The request | Count the lines in the material below that contain the word "building", treating uppercase and lowercase letters as different, and reply with only that number.

Records supplied |
──────────────────────────────
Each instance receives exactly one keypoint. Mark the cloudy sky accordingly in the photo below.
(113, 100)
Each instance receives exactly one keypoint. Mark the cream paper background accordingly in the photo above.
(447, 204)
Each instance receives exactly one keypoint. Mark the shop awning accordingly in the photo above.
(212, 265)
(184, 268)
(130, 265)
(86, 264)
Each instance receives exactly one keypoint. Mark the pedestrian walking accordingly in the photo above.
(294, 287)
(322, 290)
──────────────────────────────
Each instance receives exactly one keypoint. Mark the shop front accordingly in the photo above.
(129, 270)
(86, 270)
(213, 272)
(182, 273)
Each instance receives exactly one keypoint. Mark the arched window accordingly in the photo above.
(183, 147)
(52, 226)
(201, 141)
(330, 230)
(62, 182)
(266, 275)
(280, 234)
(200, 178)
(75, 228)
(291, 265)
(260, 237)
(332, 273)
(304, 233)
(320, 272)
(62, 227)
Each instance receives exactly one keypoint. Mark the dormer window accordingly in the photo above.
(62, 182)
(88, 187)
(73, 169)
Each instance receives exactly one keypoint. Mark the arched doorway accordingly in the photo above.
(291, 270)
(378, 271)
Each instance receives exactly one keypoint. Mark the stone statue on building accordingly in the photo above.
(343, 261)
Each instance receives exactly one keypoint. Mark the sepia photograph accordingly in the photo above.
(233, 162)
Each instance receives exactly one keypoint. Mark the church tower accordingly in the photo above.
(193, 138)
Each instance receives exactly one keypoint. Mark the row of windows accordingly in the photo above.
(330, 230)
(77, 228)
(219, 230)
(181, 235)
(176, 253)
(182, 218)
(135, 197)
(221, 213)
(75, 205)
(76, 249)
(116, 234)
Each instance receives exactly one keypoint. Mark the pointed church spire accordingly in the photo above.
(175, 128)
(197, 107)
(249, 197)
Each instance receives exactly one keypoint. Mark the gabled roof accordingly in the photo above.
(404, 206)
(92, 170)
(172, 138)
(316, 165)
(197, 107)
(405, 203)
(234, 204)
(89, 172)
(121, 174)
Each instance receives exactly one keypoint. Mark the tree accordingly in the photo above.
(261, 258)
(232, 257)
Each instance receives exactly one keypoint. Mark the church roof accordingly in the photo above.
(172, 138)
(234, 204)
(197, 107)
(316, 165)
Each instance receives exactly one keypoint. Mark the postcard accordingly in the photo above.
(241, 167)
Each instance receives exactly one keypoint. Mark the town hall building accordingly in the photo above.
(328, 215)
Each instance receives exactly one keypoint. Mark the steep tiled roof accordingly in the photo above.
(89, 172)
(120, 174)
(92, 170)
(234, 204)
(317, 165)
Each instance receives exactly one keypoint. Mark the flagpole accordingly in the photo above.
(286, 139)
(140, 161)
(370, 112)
──────────────────────────────
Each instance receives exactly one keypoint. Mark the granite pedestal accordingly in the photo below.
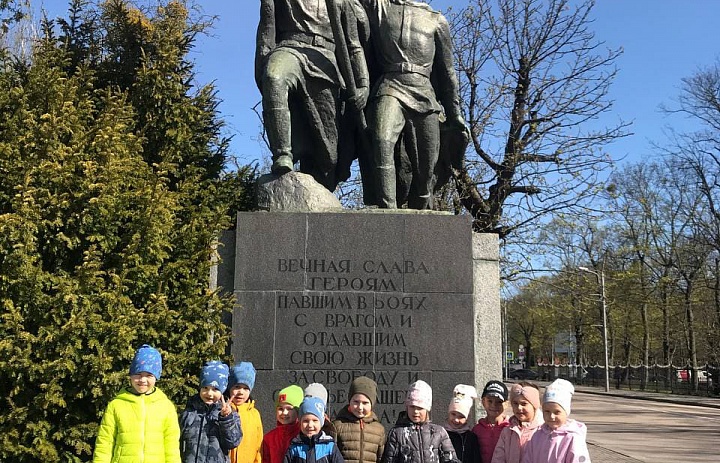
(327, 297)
──────────────────────────────
Written solution | 2